- Objetivo del ejercicio
Por favor, vuelve a escribir todo lo que va desde "El miedo al ridículo te" hasta "mejoradas y desarrolladas." en el texto sobre el miedo al ridículo, reemplazando "Pepe" por "Luis".

- Fragmento del texto
Yo tenía miedo decir lo que pienso porque no quería equivocarme y hacer el ridículo. Temía contradecir lo establecido y evitaba exponer mis reflexiones sobre lo que observaba porque me pensaba no apto y falto de experiencia. Dudaba de todo, pero no lo decía, quería cambiar al mundo de alguna manera sin embargo me encerraba en mi mismo y buscaba que mis pensamientos no se conviertan en palabras o que mis palabras no las escucharan o leyeran muchos porque hablar cuando no se sabe –pensaba- es peor que no hablar. No compartí con nadie este blog tanto tiempo porque pensaba que mis escritos no valían la pena y no aportaban. Hoy, si tuviera que buscar una razón para todo lo anterior diría que el miedo al ridículo me bloqueaba.imagen tomada de http://web.mac.com
Un día, en mi incansable búsqueda de lecturas en la web, encontré un ensayo que hizo que entienda que el ridículo puede ser fuente de los más claros pensamientos. El ridículo cómo algo a lo que no hay que temer sino como un evento casi necesario en el proceso de crecer y aprender, el ridículo como “el elemento dinámico, creador e innovador de toda conciencia que se quiera viva y que experimente lo vivo”. Porque las cosas que son perfectas pierden su humanidad de alguna manera y están condenadas al olvido, mientras los actos ridículos pueden ser continuadas, mejorados y por ende mantenerse vivos.
El miedo al ridículo te detiene, convierte toda posibilidad de un acto prometedor en un acto muerto. Por miedo al ridículo Pepe no invita a la chica que le gusta a salir. Por miedo al ridículo, un hombre enamorado se guarda en público el “te amo” que en privado no tiene miedo de decir. Por miedo al ridículo nuestras ideas están condenadas a vivir únicamente en nuestra cabeza, perdiendo así toda posibilidad de ser mejoradas y desarrolladas.

- Entradas proporcionadas

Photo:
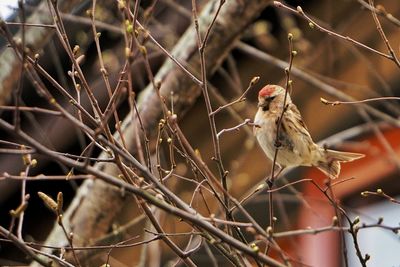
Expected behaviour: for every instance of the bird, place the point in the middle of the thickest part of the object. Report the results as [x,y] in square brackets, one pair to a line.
[294,144]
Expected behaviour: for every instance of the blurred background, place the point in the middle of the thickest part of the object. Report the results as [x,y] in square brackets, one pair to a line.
[322,62]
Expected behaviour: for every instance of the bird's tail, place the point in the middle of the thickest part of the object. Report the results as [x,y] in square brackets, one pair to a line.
[330,161]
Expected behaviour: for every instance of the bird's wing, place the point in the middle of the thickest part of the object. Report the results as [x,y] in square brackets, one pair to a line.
[296,131]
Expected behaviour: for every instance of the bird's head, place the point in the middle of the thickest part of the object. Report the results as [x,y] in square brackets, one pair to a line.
[270,94]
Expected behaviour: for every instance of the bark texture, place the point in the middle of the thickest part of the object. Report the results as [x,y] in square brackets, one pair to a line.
[96,204]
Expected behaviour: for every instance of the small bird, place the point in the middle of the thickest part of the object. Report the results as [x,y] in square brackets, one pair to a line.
[294,143]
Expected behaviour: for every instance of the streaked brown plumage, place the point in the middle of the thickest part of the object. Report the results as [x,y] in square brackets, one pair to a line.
[295,145]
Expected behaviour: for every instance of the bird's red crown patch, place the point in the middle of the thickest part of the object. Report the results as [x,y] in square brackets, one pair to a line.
[266,90]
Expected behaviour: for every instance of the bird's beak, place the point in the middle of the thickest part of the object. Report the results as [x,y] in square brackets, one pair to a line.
[264,103]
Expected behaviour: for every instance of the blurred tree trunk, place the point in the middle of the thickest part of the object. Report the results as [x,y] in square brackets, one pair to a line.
[96,204]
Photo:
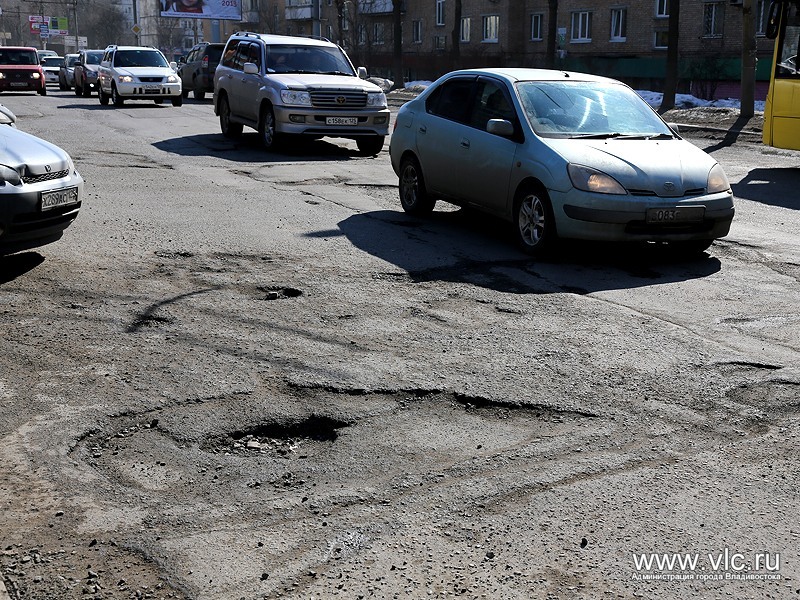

- Respuesta final
El miedo al ridículo te detiene, convierte toda posibilidad de un acto prometedor en un acto muerto. Por miedo al ridículo Luis no invita a la chica que le gusta a salir. Por miedo al ridículo, un hombre enamorado se guarda en público el “te amo” que en privado no tiene miedo de decir. Por miedo al ridículo nuestras ideas están condenadas a vivir únicamente en nuestra cabeza, perdiendo así toda posibilidad de ser mejoradas y desarrolladas.